[Lines excerpted from a collection]
»»

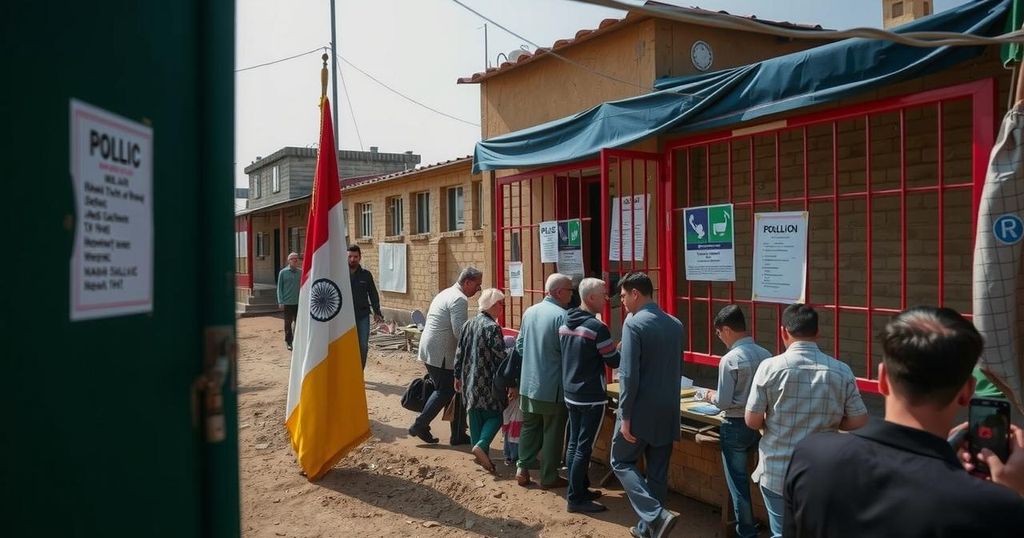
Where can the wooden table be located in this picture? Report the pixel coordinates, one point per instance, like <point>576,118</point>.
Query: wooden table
<point>686,405</point>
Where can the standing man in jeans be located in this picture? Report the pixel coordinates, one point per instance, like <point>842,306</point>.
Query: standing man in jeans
<point>735,372</point>
<point>648,405</point>
<point>288,295</point>
<point>587,348</point>
<point>365,297</point>
<point>438,342</point>
<point>794,395</point>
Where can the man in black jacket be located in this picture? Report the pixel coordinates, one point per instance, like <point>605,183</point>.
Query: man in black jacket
<point>587,347</point>
<point>899,477</point>
<point>365,296</point>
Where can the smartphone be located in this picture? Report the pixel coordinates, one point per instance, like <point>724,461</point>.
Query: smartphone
<point>988,427</point>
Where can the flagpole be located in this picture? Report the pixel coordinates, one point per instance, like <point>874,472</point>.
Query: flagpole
<point>334,71</point>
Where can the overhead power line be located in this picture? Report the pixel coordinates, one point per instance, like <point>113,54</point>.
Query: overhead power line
<point>550,51</point>
<point>282,59</point>
<point>348,97</point>
<point>727,22</point>
<point>407,97</point>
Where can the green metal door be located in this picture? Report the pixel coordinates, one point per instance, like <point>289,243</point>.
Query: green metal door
<point>102,437</point>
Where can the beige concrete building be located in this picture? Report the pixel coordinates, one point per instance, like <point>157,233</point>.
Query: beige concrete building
<point>439,213</point>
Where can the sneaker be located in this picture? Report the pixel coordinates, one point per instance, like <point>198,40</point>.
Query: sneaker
<point>666,521</point>
<point>586,507</point>
<point>424,435</point>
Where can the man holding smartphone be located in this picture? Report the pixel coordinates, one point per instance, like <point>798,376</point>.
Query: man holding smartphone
<point>900,477</point>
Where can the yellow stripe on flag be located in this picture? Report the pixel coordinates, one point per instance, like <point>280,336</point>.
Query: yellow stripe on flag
<point>332,409</point>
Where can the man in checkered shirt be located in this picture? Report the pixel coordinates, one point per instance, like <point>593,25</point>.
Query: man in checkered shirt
<point>794,395</point>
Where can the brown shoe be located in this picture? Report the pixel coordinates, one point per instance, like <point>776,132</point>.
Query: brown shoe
<point>522,478</point>
<point>482,459</point>
<point>559,483</point>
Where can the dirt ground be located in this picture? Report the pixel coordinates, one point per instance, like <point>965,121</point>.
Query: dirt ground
<point>393,485</point>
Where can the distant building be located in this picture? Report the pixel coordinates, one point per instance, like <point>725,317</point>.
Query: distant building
<point>273,221</point>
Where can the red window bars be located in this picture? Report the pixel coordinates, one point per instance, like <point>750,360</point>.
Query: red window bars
<point>892,189</point>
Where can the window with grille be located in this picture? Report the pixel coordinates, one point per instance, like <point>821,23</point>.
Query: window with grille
<point>366,219</point>
<point>242,252</point>
<point>396,212</point>
<point>423,212</point>
<point>260,245</point>
<point>297,240</point>
<point>456,217</point>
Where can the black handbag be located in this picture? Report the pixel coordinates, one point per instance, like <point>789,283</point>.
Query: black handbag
<point>417,394</point>
<point>508,372</point>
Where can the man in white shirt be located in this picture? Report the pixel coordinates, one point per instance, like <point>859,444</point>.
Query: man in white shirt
<point>448,314</point>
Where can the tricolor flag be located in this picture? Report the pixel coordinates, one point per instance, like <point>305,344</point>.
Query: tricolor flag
<point>327,406</point>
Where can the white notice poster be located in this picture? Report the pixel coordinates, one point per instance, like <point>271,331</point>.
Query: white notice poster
<point>549,241</point>
<point>515,279</point>
<point>780,257</point>
<point>392,266</point>
<point>632,233</point>
<point>112,182</point>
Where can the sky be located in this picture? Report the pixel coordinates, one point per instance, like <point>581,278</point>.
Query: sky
<point>420,48</point>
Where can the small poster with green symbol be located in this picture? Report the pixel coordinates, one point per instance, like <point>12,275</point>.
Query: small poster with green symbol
<point>710,243</point>
<point>570,248</point>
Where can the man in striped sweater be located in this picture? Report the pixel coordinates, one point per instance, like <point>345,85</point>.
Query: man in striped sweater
<point>587,347</point>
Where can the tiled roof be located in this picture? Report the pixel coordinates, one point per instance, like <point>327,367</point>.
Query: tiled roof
<point>606,26</point>
<point>353,182</point>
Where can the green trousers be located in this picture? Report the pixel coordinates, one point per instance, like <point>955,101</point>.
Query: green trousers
<point>543,435</point>
<point>483,425</point>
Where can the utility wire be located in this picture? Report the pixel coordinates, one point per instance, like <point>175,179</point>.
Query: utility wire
<point>348,97</point>
<point>407,97</point>
<point>280,60</point>
<point>728,22</point>
<point>552,52</point>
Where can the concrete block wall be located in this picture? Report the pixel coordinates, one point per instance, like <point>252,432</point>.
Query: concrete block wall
<point>435,258</point>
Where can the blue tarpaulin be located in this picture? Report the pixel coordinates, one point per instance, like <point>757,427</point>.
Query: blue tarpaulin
<point>802,79</point>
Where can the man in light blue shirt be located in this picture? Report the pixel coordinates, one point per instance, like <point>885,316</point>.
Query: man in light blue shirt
<point>648,405</point>
<point>289,281</point>
<point>541,396</point>
<point>735,372</point>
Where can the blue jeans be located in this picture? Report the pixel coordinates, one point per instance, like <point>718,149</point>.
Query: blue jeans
<point>585,421</point>
<point>776,507</point>
<point>737,440</point>
<point>646,494</point>
<point>363,330</point>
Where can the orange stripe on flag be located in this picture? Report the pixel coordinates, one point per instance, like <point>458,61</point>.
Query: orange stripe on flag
<point>332,409</point>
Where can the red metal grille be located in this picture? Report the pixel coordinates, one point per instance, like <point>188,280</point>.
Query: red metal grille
<point>876,179</point>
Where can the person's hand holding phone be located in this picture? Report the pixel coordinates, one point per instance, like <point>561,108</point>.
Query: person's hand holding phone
<point>1011,472</point>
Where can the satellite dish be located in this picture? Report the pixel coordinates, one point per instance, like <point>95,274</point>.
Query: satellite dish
<point>419,320</point>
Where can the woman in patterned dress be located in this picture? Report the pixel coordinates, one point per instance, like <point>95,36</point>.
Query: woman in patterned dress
<point>481,349</point>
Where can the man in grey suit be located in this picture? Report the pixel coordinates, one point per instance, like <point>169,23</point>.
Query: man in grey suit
<point>648,405</point>
<point>437,345</point>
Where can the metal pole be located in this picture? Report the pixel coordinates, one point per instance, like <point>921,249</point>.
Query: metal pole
<point>334,76</point>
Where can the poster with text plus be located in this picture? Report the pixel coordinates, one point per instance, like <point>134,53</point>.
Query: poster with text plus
<point>780,257</point>
<point>112,183</point>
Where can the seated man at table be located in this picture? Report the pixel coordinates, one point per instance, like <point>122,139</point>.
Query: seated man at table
<point>648,405</point>
<point>587,348</point>
<point>735,372</point>
<point>794,395</point>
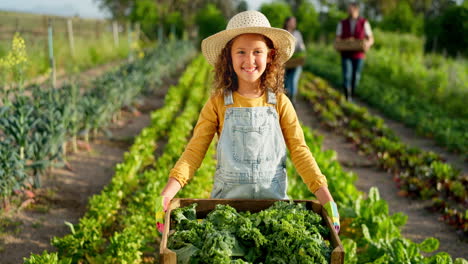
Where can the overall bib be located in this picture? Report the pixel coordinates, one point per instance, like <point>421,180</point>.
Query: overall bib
<point>251,154</point>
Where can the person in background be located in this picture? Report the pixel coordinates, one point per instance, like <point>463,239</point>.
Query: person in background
<point>292,74</point>
<point>352,61</point>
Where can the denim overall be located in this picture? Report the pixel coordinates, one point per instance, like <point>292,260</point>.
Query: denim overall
<point>251,153</point>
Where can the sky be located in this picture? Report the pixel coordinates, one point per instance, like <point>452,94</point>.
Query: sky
<point>83,8</point>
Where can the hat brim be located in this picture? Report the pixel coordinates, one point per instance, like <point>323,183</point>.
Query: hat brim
<point>283,41</point>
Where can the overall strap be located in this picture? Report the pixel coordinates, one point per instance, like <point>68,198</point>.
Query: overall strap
<point>271,97</point>
<point>228,98</point>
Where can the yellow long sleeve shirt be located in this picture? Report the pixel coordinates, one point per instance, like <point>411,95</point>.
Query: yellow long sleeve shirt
<point>211,121</point>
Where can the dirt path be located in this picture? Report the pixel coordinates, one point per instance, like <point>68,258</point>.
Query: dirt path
<point>411,138</point>
<point>421,223</point>
<point>65,194</point>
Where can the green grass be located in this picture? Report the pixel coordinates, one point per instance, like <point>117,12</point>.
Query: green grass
<point>94,43</point>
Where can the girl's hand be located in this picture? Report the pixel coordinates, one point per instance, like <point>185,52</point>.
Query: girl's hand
<point>165,202</point>
<point>332,211</point>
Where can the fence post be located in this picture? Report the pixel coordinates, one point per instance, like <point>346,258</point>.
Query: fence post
<point>115,29</point>
<point>51,54</point>
<point>97,29</point>
<point>129,34</point>
<point>70,37</point>
<point>137,31</point>
<point>160,33</point>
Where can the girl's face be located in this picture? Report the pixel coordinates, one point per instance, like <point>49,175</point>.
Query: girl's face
<point>249,55</point>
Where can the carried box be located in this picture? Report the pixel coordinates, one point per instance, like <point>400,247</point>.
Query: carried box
<point>205,206</point>
<point>350,44</point>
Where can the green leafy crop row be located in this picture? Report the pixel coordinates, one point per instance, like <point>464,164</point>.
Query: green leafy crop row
<point>428,94</point>
<point>417,173</point>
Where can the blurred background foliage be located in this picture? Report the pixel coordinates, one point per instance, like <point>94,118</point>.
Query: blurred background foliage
<point>442,24</point>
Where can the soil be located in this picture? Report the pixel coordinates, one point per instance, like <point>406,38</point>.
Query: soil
<point>65,193</point>
<point>29,227</point>
<point>421,223</point>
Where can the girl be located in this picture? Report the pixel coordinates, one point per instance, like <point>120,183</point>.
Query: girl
<point>253,118</point>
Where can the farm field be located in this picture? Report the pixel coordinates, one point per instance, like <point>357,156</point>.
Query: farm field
<point>107,227</point>
<point>84,160</point>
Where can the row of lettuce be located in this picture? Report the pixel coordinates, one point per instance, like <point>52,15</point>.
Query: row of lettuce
<point>418,174</point>
<point>119,226</point>
<point>426,92</point>
<point>38,124</point>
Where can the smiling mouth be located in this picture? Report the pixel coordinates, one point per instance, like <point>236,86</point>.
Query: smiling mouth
<point>249,70</point>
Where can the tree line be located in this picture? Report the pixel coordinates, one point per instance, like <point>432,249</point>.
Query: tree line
<point>443,23</point>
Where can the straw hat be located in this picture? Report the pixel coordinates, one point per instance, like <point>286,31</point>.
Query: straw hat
<point>249,22</point>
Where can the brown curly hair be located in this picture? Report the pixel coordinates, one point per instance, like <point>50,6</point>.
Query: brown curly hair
<point>225,78</point>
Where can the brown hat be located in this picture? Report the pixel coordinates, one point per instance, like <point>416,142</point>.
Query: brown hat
<point>249,22</point>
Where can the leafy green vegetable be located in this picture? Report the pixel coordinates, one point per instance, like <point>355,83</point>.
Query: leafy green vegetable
<point>283,233</point>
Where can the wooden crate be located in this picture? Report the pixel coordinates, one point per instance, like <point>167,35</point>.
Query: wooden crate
<point>350,44</point>
<point>205,206</point>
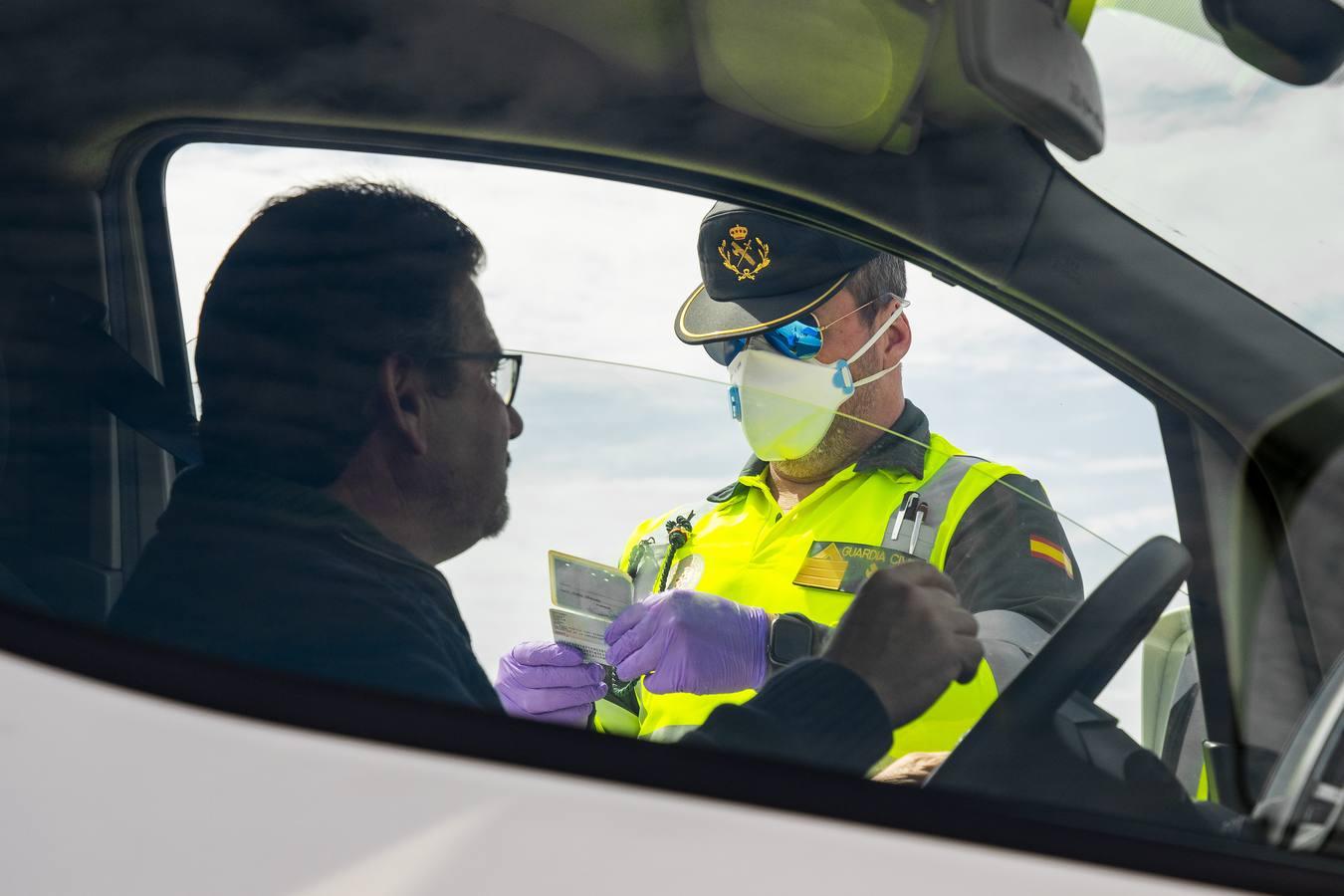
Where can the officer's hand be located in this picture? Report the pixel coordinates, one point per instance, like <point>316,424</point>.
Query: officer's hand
<point>688,641</point>
<point>913,769</point>
<point>549,683</point>
<point>906,635</point>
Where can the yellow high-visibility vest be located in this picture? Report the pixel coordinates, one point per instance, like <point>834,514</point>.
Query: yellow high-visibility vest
<point>746,550</point>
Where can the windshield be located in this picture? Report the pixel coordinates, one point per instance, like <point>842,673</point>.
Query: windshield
<point>1226,162</point>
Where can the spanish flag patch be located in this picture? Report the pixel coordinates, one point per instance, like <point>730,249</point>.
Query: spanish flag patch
<point>1051,553</point>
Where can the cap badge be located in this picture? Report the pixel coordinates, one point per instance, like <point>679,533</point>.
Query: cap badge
<point>744,257</point>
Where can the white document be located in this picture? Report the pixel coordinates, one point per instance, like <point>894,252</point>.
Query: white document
<point>584,598</point>
<point>580,630</point>
<point>588,587</point>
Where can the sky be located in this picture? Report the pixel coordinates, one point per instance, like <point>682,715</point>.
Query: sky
<point>624,422</point>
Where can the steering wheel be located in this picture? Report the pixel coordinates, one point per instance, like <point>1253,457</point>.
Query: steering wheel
<point>1018,731</point>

««

**Work to be completed**: Rewrite the part that opens with the line containing "Where can the tree" and closes with the line containing "<point>1226,162</point>", substituting "in this image" for every "in this picture" and changing nothing else. Leave the pictures out of your answer.

**Response below**:
Where can the tree line be located in this image? Report the pixel coordinates, one point per instance, like <point>432,249</point>.
Query: tree line
<point>443,23</point>
Where can the straw hat be located in this image? Report the pixel coordinates, one point per instance, like <point>286,31</point>.
Query: straw hat
<point>249,22</point>
Where can the brown curly hair be located in this image? Report the pixel coordinates, one point per instance, like <point>50,6</point>.
Query: brown curly hair
<point>225,78</point>
Where can the brown hat be located in this image? Report the pixel coordinates, one point per instance, like <point>416,142</point>.
Query: brown hat
<point>249,22</point>
Where can the leafy green vegetable be located in this image? Report the pixel coordinates, one point per instance, like <point>355,83</point>.
Query: leafy green vegetable
<point>283,233</point>
Where can the wooden crate be located in this image? Report the pixel coordinates, one point per instance, like <point>167,35</point>.
Query: wooden crate
<point>350,44</point>
<point>205,206</point>
Where can the officer's hand be located in this image? Report the pixel coordinates, one point per instance, like <point>316,424</point>.
Query: officer's hand
<point>688,641</point>
<point>913,769</point>
<point>549,683</point>
<point>906,635</point>
Where can the yellow high-visibility vest be located in this image? Report the pixel coordinates, one point per instance, like <point>834,514</point>.
Query: yellow high-visibility vest
<point>746,550</point>
Where can the windshield be located in this image? Report the pixel coordinates, one point per instance, like <point>842,673</point>.
Query: windshield
<point>1226,162</point>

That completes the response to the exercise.